> _Requirement_
Can you arrange these rows as a numbered list, skipping blank lines and leaving the pictures out?

Box annotations for photos:
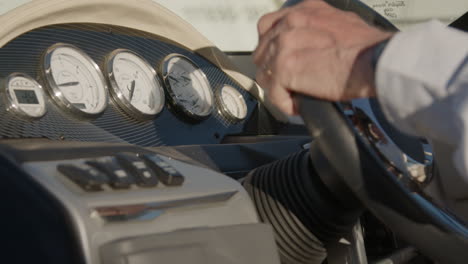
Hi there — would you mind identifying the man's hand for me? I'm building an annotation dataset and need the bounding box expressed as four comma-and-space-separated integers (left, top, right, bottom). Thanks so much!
254, 0, 392, 114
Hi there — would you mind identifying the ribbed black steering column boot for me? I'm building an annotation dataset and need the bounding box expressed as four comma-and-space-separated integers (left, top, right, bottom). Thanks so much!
244, 150, 361, 264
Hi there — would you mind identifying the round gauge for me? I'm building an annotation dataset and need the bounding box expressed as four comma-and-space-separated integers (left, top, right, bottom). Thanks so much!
216, 85, 247, 122
42, 43, 107, 117
161, 54, 213, 120
105, 49, 164, 118
4, 73, 46, 119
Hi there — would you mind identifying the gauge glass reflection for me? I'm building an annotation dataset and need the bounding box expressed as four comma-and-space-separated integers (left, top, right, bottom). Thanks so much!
217, 85, 247, 122
44, 44, 107, 115
163, 55, 213, 119
5, 73, 46, 118
106, 50, 164, 117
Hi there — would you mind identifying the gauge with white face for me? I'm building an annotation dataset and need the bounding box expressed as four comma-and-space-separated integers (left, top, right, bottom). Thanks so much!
161, 54, 213, 120
4, 73, 46, 119
42, 43, 107, 117
216, 85, 247, 122
105, 49, 164, 118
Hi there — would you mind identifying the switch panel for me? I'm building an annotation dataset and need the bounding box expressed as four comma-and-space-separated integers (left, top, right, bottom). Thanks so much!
115, 152, 158, 187
86, 157, 134, 189
141, 154, 185, 186
57, 164, 109, 192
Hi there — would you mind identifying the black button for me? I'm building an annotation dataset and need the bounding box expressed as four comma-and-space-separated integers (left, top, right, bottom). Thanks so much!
141, 154, 185, 186
115, 153, 158, 187
86, 157, 134, 189
57, 164, 109, 192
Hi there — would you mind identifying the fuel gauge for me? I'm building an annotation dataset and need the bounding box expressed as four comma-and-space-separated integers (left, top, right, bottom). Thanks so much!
3, 73, 46, 119
161, 54, 214, 120
104, 49, 164, 119
216, 85, 247, 122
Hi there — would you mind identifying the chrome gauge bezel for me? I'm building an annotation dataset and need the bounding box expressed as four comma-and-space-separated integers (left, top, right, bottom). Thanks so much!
40, 43, 109, 119
2, 72, 47, 120
215, 84, 248, 123
159, 53, 215, 121
104, 49, 165, 120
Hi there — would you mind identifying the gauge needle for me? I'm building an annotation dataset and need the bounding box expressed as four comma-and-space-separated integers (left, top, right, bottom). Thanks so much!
130, 80, 135, 101
169, 75, 179, 83
58, 82, 80, 87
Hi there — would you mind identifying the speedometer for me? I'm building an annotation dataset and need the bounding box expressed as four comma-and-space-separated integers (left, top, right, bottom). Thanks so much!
42, 43, 107, 117
105, 49, 164, 119
161, 54, 214, 120
216, 85, 247, 122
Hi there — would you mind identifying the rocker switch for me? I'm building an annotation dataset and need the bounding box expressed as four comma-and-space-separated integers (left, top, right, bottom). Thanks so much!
115, 152, 158, 187
57, 164, 109, 192
142, 154, 185, 186
86, 157, 134, 189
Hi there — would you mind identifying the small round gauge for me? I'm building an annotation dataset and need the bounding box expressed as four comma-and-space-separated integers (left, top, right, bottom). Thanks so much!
161, 54, 214, 120
42, 43, 107, 117
4, 73, 46, 119
105, 49, 164, 119
216, 85, 247, 122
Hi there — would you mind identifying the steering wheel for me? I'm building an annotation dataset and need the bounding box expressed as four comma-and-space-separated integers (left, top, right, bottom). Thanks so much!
285, 0, 468, 263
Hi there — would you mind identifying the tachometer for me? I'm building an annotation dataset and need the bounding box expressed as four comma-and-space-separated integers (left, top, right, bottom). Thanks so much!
42, 43, 108, 117
104, 49, 164, 119
161, 54, 213, 120
216, 85, 247, 122
3, 73, 46, 119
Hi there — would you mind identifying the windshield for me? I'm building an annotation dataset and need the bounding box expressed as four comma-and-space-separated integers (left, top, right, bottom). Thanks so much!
0, 0, 468, 52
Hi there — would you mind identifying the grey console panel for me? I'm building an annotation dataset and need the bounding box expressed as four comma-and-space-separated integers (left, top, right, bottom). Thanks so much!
23, 156, 262, 263
101, 224, 279, 264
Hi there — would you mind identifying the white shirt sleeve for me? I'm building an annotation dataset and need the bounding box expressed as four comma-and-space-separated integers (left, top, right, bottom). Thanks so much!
376, 21, 468, 182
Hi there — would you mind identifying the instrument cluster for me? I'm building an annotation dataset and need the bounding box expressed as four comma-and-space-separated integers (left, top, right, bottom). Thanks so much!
0, 24, 257, 146
2, 43, 247, 122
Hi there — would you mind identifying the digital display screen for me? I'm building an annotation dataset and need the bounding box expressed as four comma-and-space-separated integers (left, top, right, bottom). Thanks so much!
15, 90, 39, 104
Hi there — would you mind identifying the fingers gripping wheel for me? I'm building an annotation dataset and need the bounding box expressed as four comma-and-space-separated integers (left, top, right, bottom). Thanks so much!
286, 0, 468, 263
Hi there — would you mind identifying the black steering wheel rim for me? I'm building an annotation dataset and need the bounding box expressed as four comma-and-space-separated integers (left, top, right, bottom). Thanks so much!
285, 0, 468, 263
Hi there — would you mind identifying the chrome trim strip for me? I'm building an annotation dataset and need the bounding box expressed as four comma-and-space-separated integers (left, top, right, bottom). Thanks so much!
93, 190, 238, 222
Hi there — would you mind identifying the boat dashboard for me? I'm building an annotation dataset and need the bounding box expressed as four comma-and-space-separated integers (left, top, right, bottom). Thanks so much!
0, 0, 310, 263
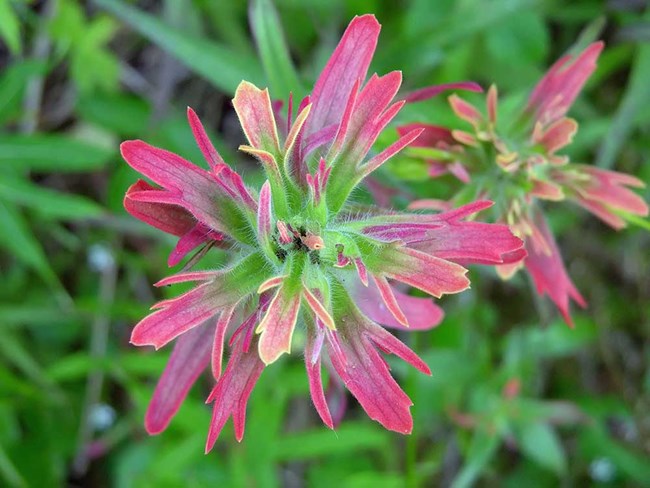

> _Result for this task_
1. Hi there — would you mind identifying the man's hand for me? I'm building an annotation dataset and need the bounding box expressed as four comma-and-space-separated integers (left, top, right, bottom). Thanks so much!
2. 254, 0, 392, 114
3. Hi there — would you mind identifying the ribbed black steering column boot for me? I'm building an annotation dataset and need the bounding box expressed as four comma-and-space-separated integers (left, top, right, bottom). Thanks so much!
4. 244, 150, 361, 264
5. Hi there — would you mind identifying the round gauge for me? I'm building an annotation dataset and need the bounding box expressed as four comma-and-space-separated integers (left, top, right, bottom). Thanks so much!
6. 216, 85, 247, 122
7. 42, 43, 107, 117
8. 161, 54, 213, 120
9. 105, 49, 164, 118
10. 4, 73, 46, 119
11. Hi there — would you mind identifying the gauge glass reflection for me? I'm building an annotation dataset and need the bounding box expressed as four comma-and-space-separated integers (left, top, right, bottom). Thanks so much!
12. 217, 85, 247, 122
13. 44, 44, 107, 115
14. 163, 55, 213, 119
15. 5, 73, 46, 118
16. 106, 50, 164, 117
17. Hi there — would you mind identifying the gauge with white face for me? I'm building an annotation dataset and need the bounding box expressed as four comma-and-space-separated integers (left, top, right, bottom). Thanks so much!
18. 161, 54, 213, 120
19. 4, 73, 46, 119
20. 42, 43, 107, 117
21. 216, 85, 247, 122
22. 105, 49, 164, 118
23. Hi there — would you mind identifying the switch panel for me? I'm building an annotation dataset and need the bounding box expressed as four comma-and-space-separated integers (left, top, right, bottom). Thanks so much!
24. 115, 152, 158, 187
25. 86, 157, 134, 189
26. 141, 154, 185, 186
27. 57, 164, 109, 192
28. Hi there — would you mind identifying the black button for me? I'm building an annotation dataset and need the bounding box expressed as four comma-and-space-separated integers (left, top, right, bottom). Thanks so much!
29. 141, 154, 185, 186
30. 115, 153, 158, 187
31. 86, 157, 134, 189
32. 57, 164, 109, 192
33. Hi there — would you mind identifying the fuel gauge for me? I'm building an annotation dataset and need the bounding box expressed as four comma-and-space-separated integers (left, top, right, bottom). Thanks so much!
34. 3, 73, 46, 119
35. 161, 54, 214, 120
36. 104, 49, 164, 119
37. 216, 85, 247, 122
38. Hi there — would you mind identifying the chrome gauge bezel for me? I'm building an annotation dataset and need the bounding box expressed as four comma-and-space-separated integers (left, top, right, bottom). Thanks so much!
39. 40, 43, 109, 119
40. 2, 72, 47, 120
41. 215, 84, 248, 123
42. 159, 53, 215, 121
43. 104, 49, 165, 120
44. Hi there — would you mind identifying the gauge needle for me? I'm building an annotation dataset and need the bounding box expressed as four comma-and-space-separated integers (left, top, right, bottom). Thanks so much!
45. 130, 80, 135, 101
46. 169, 75, 179, 83
47. 58, 82, 80, 87
48. Hi there — would you mind identifying the speedometer for me? I'm building an annotation dataset and need the bounding box expressed as four comma-and-space-separated integers (left, top, right, bottom). Thanks so much!
49. 42, 43, 107, 117
50. 105, 49, 164, 119
51. 161, 54, 214, 120
52. 216, 85, 247, 122
53. Hi there — would you mind identifying the rocker switch for me? I'm building an annotation dataset and need the bounding box expressed as four comma-and-space-separated integers (left, top, right, bottom). Thanks so much!
54. 115, 152, 158, 187
55. 57, 164, 109, 192
56. 142, 154, 185, 186
57. 86, 157, 134, 189
58. Hi there — would you mind identifying the small round gauge for me? I'm building an annotation dataset and need the bounding box expressed as four comma-and-space-separated integers (left, top, right, bottom). Thanks so much!
59. 161, 54, 214, 120
60. 42, 43, 107, 117
61. 4, 73, 46, 119
62. 105, 49, 164, 119
63. 216, 85, 247, 122
64. Hi there — would you mind identifying the steering wheel for me? I'm building an annotation dataset and need the bounding box expressed as four comma-and-space-separated integers (left, top, right, bottom). Thanks so much!
65. 285, 0, 468, 263
66. Hi there — would you mind identifying the tachometer for me? I'm building an annotation dataset and need the bounding box expressed as four comma-and-space-separated integers (left, top, right, bottom). Thanks so much!
67. 42, 43, 108, 117
68. 104, 49, 164, 119
69. 161, 54, 213, 120
70. 216, 85, 247, 122
71. 3, 73, 46, 119
72. Hi there — would you mind identifying the windshield for me? I'm building an annotation dataset and need the bounding box expressed as four comma-and-space-separated integers (left, top, right, bottom). Thanks so much!
73. 0, 0, 468, 52
74. Hi there — would you mind identifying the grey console panel for me? I'm building an annotation dataset and need the bounding box expressed as four comma-and-space-separated integers (left, top, right, bottom). Thanks so much!
75. 23, 156, 262, 263
76. 101, 224, 279, 264
77. Hi there — would you mind identifying the white shirt sleeve for me? I'm building an annotation dataset and need the bounding box expressed as four comma-and-space-separated integers (left, top, right, bottom). Thanks so much!
78. 376, 21, 468, 182
79. Hi there — would you mind identifying the instrument cluster for me? I'm building an annotation dataset and need the bounding box expressed as four comma-and-space-separated integers (left, top, right, bottom). Thanks so much!
80. 0, 24, 257, 146
81. 2, 43, 247, 122
82. Hi there — would you mind identifying the digital display screen for me? I'm building an annotation dataset and need the bounding box expressed as four comma-and-space-separated integers (left, top, right, bottom). Thanks so much!
83. 15, 90, 39, 104
84. Hi there — would you mind identifying the fingers gripping wheel for me? I'm building an annotation dataset and need the bounding box expressed as four comma-and-space-separated integers (left, top, right, bottom). Thanks so much!
85. 286, 0, 468, 263
86. Hi there — would you mind identifying the black steering wheel rim for me? I'm building an annotation dataset and need the bounding box expressed as four comma-and-space-separated integers (left, top, right, bottom). Thanks so much!
87. 285, 0, 468, 263
88. Hi there — would you mind identifying the chrome trim strip for me? I'm building an annotation dataset and need the bounding box expressed as four comma-and-space-separated integers (left, top, right, bottom). Thanks so much!
89. 93, 190, 238, 222
90. Hi there — would you mind identifying the boat dashboard for me? I'm building an annotation dataset and need the bounding box expressed as four comma-and-space-separated integers (left, top, right, bottom). Thanks so much!
91. 0, 0, 310, 263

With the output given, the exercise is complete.